Stored records ::

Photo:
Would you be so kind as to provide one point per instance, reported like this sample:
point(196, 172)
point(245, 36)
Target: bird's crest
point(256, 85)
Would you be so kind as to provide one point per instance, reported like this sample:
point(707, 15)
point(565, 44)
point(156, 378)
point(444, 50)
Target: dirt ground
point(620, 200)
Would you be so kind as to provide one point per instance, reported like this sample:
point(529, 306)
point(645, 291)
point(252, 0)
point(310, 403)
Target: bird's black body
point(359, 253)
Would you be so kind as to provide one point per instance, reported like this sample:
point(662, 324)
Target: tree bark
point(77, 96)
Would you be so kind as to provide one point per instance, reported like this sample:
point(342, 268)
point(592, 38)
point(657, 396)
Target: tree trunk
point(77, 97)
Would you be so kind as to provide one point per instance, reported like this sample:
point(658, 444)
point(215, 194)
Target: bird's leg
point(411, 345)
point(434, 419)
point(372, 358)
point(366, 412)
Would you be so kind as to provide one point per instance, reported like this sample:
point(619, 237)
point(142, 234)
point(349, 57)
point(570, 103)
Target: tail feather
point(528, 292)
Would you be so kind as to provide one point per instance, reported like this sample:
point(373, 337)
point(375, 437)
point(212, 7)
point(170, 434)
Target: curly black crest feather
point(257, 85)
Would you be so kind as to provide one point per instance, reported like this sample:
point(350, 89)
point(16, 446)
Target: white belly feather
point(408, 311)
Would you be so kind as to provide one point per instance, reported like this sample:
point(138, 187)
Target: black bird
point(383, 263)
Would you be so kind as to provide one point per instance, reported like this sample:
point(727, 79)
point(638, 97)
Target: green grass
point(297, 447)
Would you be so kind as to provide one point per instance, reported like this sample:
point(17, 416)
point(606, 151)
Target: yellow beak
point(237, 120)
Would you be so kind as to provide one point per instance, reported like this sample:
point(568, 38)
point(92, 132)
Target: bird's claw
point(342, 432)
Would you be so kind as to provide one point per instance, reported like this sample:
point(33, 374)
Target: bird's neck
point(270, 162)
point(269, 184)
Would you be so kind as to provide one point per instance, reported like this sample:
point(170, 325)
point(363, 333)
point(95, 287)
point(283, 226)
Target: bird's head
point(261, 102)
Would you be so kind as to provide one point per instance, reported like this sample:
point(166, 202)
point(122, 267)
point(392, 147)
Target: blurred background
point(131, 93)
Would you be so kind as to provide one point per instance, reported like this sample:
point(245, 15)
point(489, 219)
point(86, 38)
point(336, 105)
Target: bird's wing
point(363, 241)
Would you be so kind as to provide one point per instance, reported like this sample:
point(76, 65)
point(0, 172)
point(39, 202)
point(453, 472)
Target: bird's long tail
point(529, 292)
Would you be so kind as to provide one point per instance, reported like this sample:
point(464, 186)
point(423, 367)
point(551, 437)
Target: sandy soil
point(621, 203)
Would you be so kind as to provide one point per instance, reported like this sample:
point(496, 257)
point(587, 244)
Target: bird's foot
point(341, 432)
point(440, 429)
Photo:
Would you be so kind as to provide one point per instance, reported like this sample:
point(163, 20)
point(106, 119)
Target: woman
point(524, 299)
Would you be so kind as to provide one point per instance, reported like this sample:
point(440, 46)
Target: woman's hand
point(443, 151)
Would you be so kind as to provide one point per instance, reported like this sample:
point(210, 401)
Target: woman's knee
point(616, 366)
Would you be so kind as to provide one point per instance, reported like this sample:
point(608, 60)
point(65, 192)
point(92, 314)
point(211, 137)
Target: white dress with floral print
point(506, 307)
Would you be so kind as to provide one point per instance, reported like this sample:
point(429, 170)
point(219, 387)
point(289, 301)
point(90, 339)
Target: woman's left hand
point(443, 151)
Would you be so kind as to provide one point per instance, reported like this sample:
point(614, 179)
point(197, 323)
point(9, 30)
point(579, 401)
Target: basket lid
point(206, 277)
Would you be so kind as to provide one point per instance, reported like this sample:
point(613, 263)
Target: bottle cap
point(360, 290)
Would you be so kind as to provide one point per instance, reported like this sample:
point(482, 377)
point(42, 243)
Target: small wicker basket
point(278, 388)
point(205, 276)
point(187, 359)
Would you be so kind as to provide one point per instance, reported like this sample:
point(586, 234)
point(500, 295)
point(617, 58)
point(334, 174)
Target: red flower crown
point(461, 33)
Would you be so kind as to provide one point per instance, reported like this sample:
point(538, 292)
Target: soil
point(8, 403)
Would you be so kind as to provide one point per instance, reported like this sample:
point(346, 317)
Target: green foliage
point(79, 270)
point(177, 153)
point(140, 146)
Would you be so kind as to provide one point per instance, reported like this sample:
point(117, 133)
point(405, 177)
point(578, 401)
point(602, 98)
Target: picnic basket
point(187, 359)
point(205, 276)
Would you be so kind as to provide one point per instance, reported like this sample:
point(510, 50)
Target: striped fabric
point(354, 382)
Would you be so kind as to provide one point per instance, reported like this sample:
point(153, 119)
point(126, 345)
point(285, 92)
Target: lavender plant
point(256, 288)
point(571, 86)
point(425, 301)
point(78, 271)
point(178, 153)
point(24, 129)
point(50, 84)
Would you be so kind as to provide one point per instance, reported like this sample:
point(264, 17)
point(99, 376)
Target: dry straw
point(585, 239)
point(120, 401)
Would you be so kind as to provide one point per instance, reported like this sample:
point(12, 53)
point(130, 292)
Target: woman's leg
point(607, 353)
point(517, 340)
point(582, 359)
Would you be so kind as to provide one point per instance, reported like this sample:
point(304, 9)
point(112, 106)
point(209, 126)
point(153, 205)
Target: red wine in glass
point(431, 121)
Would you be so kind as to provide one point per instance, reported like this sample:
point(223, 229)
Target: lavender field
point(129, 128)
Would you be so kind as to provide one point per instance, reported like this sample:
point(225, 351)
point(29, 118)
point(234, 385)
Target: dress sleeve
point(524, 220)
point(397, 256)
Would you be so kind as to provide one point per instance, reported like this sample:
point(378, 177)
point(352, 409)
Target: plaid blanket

What is required :: Output all records verbatim.

In response ::
Photo:
Would you be so kind as to provide one point per instance, reported like this sample:
point(196, 172)
point(245, 36)
Target: bird's crest
point(256, 85)
Would you be so kind as to provide one point per instance, reported like this sample:
point(707, 15)
point(565, 44)
point(156, 378)
point(444, 50)
Target: dirt ground
point(620, 200)
Would you be so kind as to provide one point per instance, reported like this sample:
point(529, 306)
point(645, 291)
point(252, 0)
point(310, 403)
Target: bird's black body
point(359, 253)
Would you be so kind as to provide one point per instance, reported like this sample:
point(662, 324)
Target: tree bark
point(77, 96)
Would you be so kind as to provide one point per instance, reported like this sample:
point(342, 268)
point(592, 38)
point(657, 396)
Target: tree trunk
point(77, 97)
Would you be so kind as to provide one point per instance, reported like this sample:
point(658, 444)
point(215, 194)
Target: bird's leg
point(411, 345)
point(434, 419)
point(372, 358)
point(366, 412)
Would you be so kind as to provide one point per instance, reported like this sample:
point(619, 237)
point(142, 234)
point(349, 57)
point(570, 103)
Target: tail feather
point(528, 292)
Would you be so kind as to provide one point per instance, reported like this sample:
point(373, 337)
point(375, 437)
point(212, 7)
point(170, 434)
Target: curly black crest feather
point(257, 85)
Would you be so kind as to provide one point per instance, reported like this sample:
point(350, 89)
point(16, 446)
Target: white belly feather
point(408, 311)
Would you be so kind as to provide one point per instance, reported like this sample:
point(138, 187)
Target: black bird
point(383, 263)
Would you be so kind as to provide one point per instance, reported like this sample:
point(727, 79)
point(638, 97)
Target: green grass
point(297, 447)
Would you be so kind as to provide one point per instance, reported like this sample:
point(17, 416)
point(606, 151)
Target: yellow beak
point(237, 120)
Would you be so kind as to provide one point per instance, reported like this sample:
point(568, 38)
point(92, 132)
Target: bird's claw
point(342, 432)
Would you be so kind as to provide one point per instance, reported like this sample:
point(33, 374)
Target: bird's neck
point(270, 162)
point(269, 184)
Would you be so kind as to provide one point per instance, reported like this sample:
point(170, 325)
point(363, 333)
point(95, 287)
point(283, 226)
Target: bird's head
point(261, 102)
Would you be so kind as to provide one point per instance, reported like this sample:
point(166, 202)
point(122, 267)
point(392, 147)
Target: blurred background
point(131, 93)
Would you be so kind as to provide one point per instance, reported like this sample:
point(245, 15)
point(489, 219)
point(86, 38)
point(336, 105)
Target: bird's wing
point(363, 241)
Would you be so kind as to provide one point per instance, reported like this sample:
point(76, 65)
point(0, 172)
point(39, 202)
point(453, 472)
Target: bird's long tail
point(529, 292)
Would you be so kind as to provide one point per instance, reported like this sample:
point(464, 186)
point(423, 367)
point(551, 437)
Target: sandy soil
point(621, 203)
Would you be so kind as to provide one point per instance, reported like this sample:
point(496, 257)
point(587, 244)
Target: bird's foot
point(341, 432)
point(440, 429)
Photo:
Would you be so kind as to provide one point per instance, reported like this sample:
point(163, 20)
point(106, 119)
Target: woman
point(524, 299)
Would you be so kind as to provide one point per instance, reported like this sample:
point(440, 46)
Target: woman's hand
point(443, 151)
Would you be so kind as to provide one point per instance, reported like this sample:
point(210, 401)
Target: woman's knee
point(616, 366)
Would you be so kind as to provide one point per instance, reported like this sample:
point(608, 60)
point(65, 192)
point(92, 314)
point(211, 137)
Target: white dress with floral print
point(506, 307)
Would you be so kind as to provide one point per instance, reported like this sample:
point(429, 170)
point(219, 387)
point(289, 301)
point(90, 339)
Target: woman's left hand
point(443, 151)
Would you be so kind as to provide one point per instance, reported like this sample:
point(614, 179)
point(197, 323)
point(9, 30)
point(579, 401)
Target: basket lid
point(206, 277)
Would you be so kind as to provide one point per instance, reported like this sample:
point(613, 263)
Target: bottle cap
point(360, 290)
Would you be so kind as to provide one point per instance, reported like this sample:
point(482, 377)
point(42, 243)
Target: small wicker basket
point(278, 388)
point(205, 276)
point(187, 359)
Would you be so kind as to provide one point per instance, reported like this sample:
point(586, 234)
point(500, 295)
point(617, 58)
point(334, 174)
Target: red flower crown
point(461, 33)
Would you be so kind as to provide one point per instance, reported like this sample:
point(538, 292)
Target: soil
point(8, 403)
Would you be so kind as to provide one point per instance, reported like this sample:
point(346, 317)
Target: green foliage
point(79, 270)
point(177, 153)
point(140, 146)
Would you be so kind as to provide one point per instance, reported like this sample:
point(117, 133)
point(405, 177)
point(578, 401)
point(602, 98)
Target: picnic basket
point(187, 359)
point(205, 276)
Would you be so kind as to provide one point per instance, reported like this sample:
point(510, 50)
Target: striped fabric
point(354, 382)
Would you be so kind as to provide one point per instance, reported like this sample:
point(153, 119)
point(126, 345)
point(285, 92)
Target: lavender plant
point(256, 288)
point(571, 86)
point(425, 301)
point(78, 271)
point(178, 153)
point(24, 129)
point(50, 84)
Would you be so kind as to provide one point per instance, reported like this sample:
point(264, 17)
point(99, 376)
Target: dry straw
point(585, 239)
point(120, 401)
Would you be so kind as to provide one point per instance, reported like this sample:
point(12, 53)
point(130, 292)
Target: woman's leg
point(607, 353)
point(517, 340)
point(582, 359)
Would you be so kind as to provide one point per instance, reported like this sample:
point(304, 9)
point(112, 106)
point(209, 126)
point(153, 205)
Target: red wine in glass
point(431, 121)
Would you be so kind as to provide one point per instance, reported like this sample:
point(223, 229)
Target: lavender field
point(129, 128)
Would you be so kind as to provide one point per instance, reported like this sample:
point(225, 351)
point(29, 118)
point(234, 385)
Target: dress sleeve
point(524, 220)
point(397, 256)
Would you be so kind as to provide one point per instance, reported like this sample:
point(378, 177)
point(352, 409)
Target: plaid blanket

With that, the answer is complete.